» Exercise tasks:
1. According to the Alexander Fleming passage below, in what year did Fleming discover the enzyme lysozyme?
2. Continue the Alexander Fleming passage below from its final sentence.

» Passage to read:
Alexander Fleming

Alexander Fleming (1881 – 1955)

Scottish

Sir Alexander Fleming FRS FRSE FRCS (6 August 1881 – 11 March 1955) was a Scottish biologist, pharmacologist and botanist. 

His best-known discoveries are the enzyme lysozyme in 1923 and the world's first antibiotic substance benzylpenicillin (Penicillin G) from the mould Penicillium notatum in 1928.

He shared the Nobel Prize in Physiology or Medicine in 1945 with Howard Florey and Ernst Boris Chain. He wrote many articles on bacteriology, immunology, and chemotherapy.

Fleming was knighted for his scientific achievements in 1944. In 1999, he was named in Time magazine's list of the 100 Most Important People of the 20th century.

In 2002, he was chosen in the BBC's television poll for determining the 100 Greatest Britons.

Alexander was born on 6 August 1881 at Lochfield farm near Darvel, in Ayrshire, Scotland.

» Record excerpts:
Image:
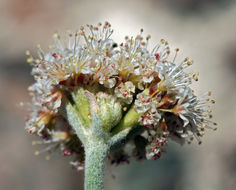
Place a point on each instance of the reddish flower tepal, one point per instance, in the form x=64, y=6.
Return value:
x=130, y=76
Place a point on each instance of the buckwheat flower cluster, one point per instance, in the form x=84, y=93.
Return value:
x=90, y=89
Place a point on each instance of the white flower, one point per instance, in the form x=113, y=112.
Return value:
x=125, y=91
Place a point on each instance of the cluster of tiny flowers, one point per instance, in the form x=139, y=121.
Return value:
x=156, y=87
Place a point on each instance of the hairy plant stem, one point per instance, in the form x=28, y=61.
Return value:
x=95, y=157
x=97, y=127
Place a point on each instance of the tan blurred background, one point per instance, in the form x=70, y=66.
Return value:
x=204, y=30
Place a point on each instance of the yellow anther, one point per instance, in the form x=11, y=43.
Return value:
x=189, y=63
x=27, y=52
x=204, y=114
x=37, y=61
x=186, y=59
x=36, y=153
x=148, y=36
x=68, y=30
x=21, y=103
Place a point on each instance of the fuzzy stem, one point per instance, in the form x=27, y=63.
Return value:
x=95, y=157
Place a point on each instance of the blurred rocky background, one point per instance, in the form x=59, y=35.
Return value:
x=204, y=30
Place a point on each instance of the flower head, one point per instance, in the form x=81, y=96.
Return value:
x=114, y=79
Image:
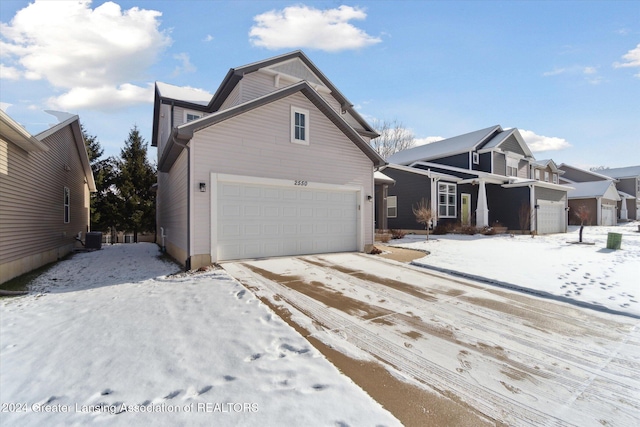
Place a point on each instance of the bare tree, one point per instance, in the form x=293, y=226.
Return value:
x=423, y=214
x=583, y=214
x=393, y=137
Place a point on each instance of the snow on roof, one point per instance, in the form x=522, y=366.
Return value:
x=184, y=93
x=626, y=172
x=594, y=189
x=444, y=147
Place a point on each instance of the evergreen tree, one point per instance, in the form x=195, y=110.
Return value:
x=134, y=180
x=104, y=202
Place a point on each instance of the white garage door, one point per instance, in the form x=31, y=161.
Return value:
x=268, y=220
x=551, y=217
x=608, y=215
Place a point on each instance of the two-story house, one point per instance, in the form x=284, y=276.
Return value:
x=478, y=178
x=276, y=162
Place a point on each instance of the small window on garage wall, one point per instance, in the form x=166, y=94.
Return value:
x=299, y=126
x=392, y=206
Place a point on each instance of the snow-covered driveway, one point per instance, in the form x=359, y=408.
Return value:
x=112, y=338
x=497, y=356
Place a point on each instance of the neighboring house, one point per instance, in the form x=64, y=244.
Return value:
x=276, y=162
x=45, y=182
x=626, y=183
x=598, y=197
x=628, y=186
x=481, y=178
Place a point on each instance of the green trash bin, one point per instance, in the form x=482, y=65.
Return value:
x=614, y=240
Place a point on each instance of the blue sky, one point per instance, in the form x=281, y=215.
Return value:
x=566, y=73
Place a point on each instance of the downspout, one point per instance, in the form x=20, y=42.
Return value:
x=185, y=145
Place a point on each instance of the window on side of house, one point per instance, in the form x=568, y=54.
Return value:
x=392, y=206
x=512, y=166
x=190, y=116
x=299, y=126
x=446, y=200
x=67, y=203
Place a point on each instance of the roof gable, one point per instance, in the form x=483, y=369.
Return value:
x=185, y=132
x=605, y=189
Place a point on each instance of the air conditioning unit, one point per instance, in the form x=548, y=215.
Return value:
x=93, y=240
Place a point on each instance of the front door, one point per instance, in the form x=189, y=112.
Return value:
x=466, y=208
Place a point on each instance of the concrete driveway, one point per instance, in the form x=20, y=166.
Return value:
x=437, y=350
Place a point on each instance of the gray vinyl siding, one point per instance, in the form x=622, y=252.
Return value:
x=32, y=202
x=172, y=207
x=410, y=189
x=550, y=194
x=485, y=162
x=459, y=160
x=578, y=175
x=499, y=164
x=511, y=144
x=257, y=143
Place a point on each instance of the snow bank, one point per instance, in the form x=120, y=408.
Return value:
x=586, y=274
x=109, y=338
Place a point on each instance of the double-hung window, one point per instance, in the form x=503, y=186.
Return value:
x=299, y=126
x=67, y=203
x=392, y=206
x=446, y=200
x=512, y=166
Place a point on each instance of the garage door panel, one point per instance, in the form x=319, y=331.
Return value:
x=258, y=221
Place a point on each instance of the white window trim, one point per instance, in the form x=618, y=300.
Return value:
x=307, y=123
x=66, y=203
x=447, y=205
x=193, y=113
x=392, y=203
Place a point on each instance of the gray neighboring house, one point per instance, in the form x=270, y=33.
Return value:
x=478, y=178
x=627, y=184
x=45, y=181
x=276, y=162
x=629, y=187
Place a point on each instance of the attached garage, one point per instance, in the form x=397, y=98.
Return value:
x=550, y=217
x=254, y=218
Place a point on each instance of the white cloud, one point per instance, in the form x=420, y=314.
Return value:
x=9, y=73
x=543, y=143
x=427, y=140
x=305, y=27
x=186, y=67
x=102, y=98
x=84, y=50
x=631, y=58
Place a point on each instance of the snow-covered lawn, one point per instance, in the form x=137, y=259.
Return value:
x=590, y=275
x=109, y=338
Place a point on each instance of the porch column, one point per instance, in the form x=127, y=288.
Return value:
x=482, y=212
x=624, y=213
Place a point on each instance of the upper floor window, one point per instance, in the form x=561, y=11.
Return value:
x=446, y=200
x=512, y=166
x=392, y=206
x=67, y=204
x=299, y=126
x=189, y=116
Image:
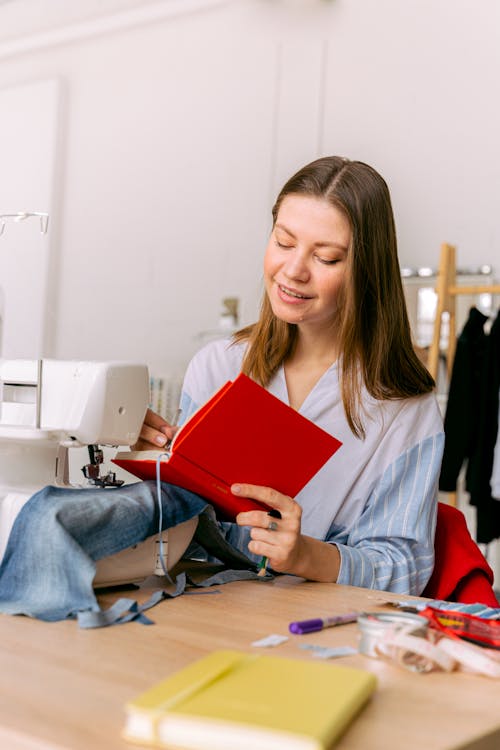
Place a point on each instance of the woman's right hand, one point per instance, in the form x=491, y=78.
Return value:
x=155, y=432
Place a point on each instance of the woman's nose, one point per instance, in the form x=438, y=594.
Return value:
x=297, y=267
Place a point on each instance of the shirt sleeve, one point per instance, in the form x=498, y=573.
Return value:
x=390, y=547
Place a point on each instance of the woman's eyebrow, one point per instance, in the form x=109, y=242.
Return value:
x=337, y=245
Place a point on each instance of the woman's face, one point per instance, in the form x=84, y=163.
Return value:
x=305, y=261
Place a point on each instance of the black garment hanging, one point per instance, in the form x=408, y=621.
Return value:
x=480, y=466
x=461, y=422
x=471, y=420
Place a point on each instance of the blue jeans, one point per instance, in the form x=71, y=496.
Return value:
x=49, y=564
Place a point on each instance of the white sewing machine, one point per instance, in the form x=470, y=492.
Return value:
x=49, y=407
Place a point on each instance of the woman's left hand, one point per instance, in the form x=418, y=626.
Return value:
x=278, y=539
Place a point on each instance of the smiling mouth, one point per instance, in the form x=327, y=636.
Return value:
x=291, y=293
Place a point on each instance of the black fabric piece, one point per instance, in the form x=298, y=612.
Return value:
x=461, y=422
x=480, y=466
x=471, y=421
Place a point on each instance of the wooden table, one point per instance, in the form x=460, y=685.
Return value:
x=64, y=688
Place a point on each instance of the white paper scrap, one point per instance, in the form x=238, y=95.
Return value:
x=270, y=640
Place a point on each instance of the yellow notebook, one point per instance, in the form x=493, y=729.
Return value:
x=232, y=700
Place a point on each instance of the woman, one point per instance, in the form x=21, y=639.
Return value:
x=333, y=341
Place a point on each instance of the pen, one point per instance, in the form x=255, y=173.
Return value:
x=262, y=567
x=311, y=626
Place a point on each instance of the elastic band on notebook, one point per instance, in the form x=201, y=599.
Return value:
x=160, y=513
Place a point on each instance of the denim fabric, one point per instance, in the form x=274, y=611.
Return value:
x=49, y=564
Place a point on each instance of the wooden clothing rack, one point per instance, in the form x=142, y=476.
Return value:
x=447, y=290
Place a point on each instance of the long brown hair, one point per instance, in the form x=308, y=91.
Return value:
x=374, y=336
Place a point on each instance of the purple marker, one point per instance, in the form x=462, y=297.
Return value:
x=311, y=626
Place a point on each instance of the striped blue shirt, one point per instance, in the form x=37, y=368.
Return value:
x=376, y=498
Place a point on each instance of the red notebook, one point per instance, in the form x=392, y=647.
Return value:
x=242, y=434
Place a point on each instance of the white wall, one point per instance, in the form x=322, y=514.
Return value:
x=178, y=130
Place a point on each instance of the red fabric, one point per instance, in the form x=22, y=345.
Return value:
x=461, y=572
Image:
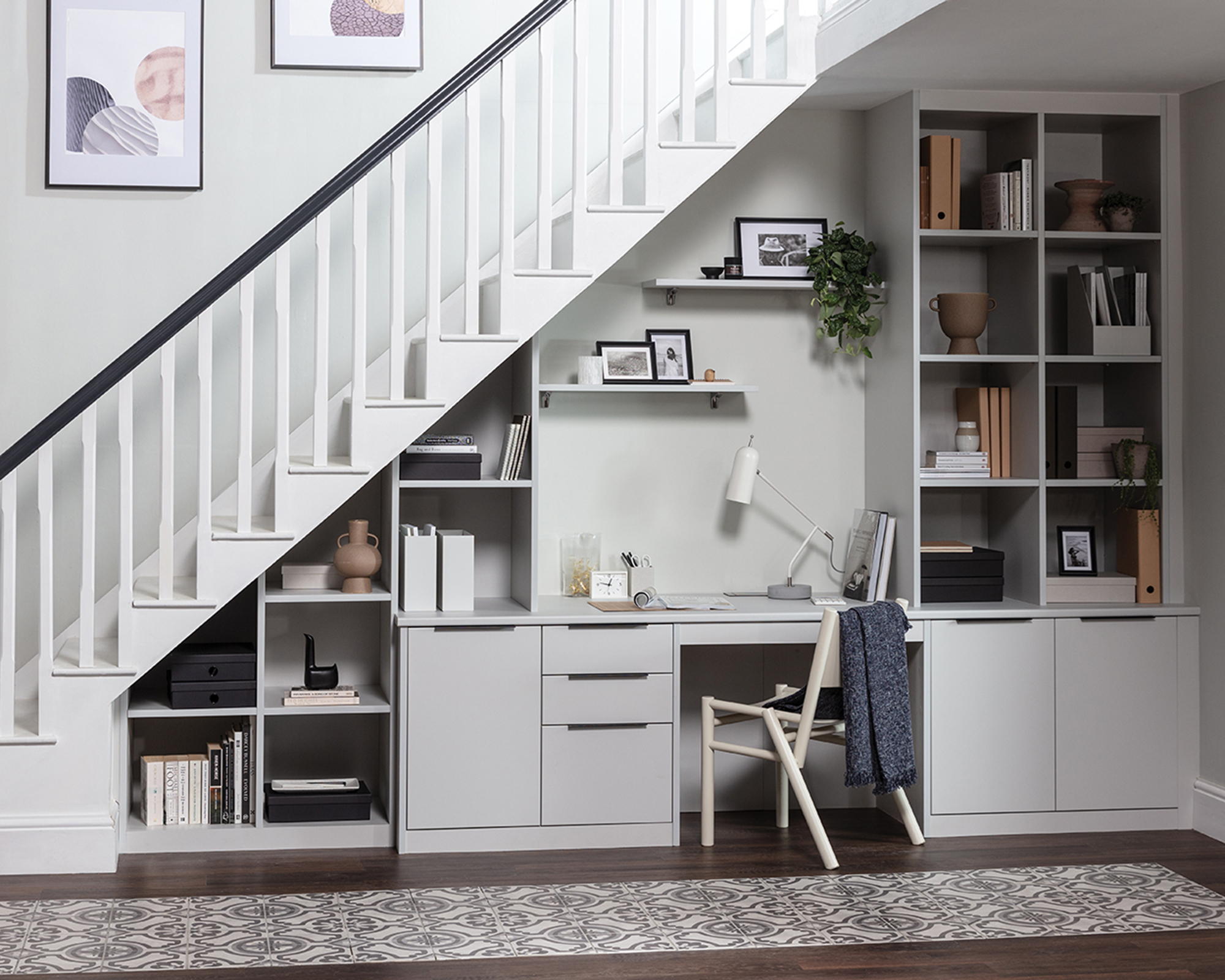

» Answers to this exercise:
1. 1923

2.
Alexander was the third of the four children of farmer Hugh Fleming (1816–1888) from his second marriage to Grace Stirling Morton (1848–1928), the daughter of a neighbouring farmer. 

During World War I, Fleming witnessed the death of many soldiers from sepsis resulting from infected wounds. Antiseptics, which were used at the time to treat infected wounds, often worsened the injuries.

In an article he submitted for the medical journal The Lancet during World War I, Fleming described an ingenious experiment, which he was able to conduct as a result of his own glass blowing skills, in which he explained why antiseptics were killing more soldiers than infection itself during World War I.

At St Mary’s Hospital Fleming continued his investigations into antibacterial substances. Testing the nasal secretions from a patient with a heavy cold, he found that nasal mucus had an inhibitory effect on bacterial growth.

He investigated its positive anti-bacterial effect on many organisms, and noticed that it affected bacteria such as staphylococci and many other Gram-positive pathogens that cause scarlet fever, pneumonia, meningitis and diphtheria, but not typhoid fever or paratyphoid fever, which are caused by Gram-negative bacteria, for which he was seeking a cure at the time.

Fleming published his discovery in 1929, in the British Journal of Experimental Pathology, but little attention was paid to his article.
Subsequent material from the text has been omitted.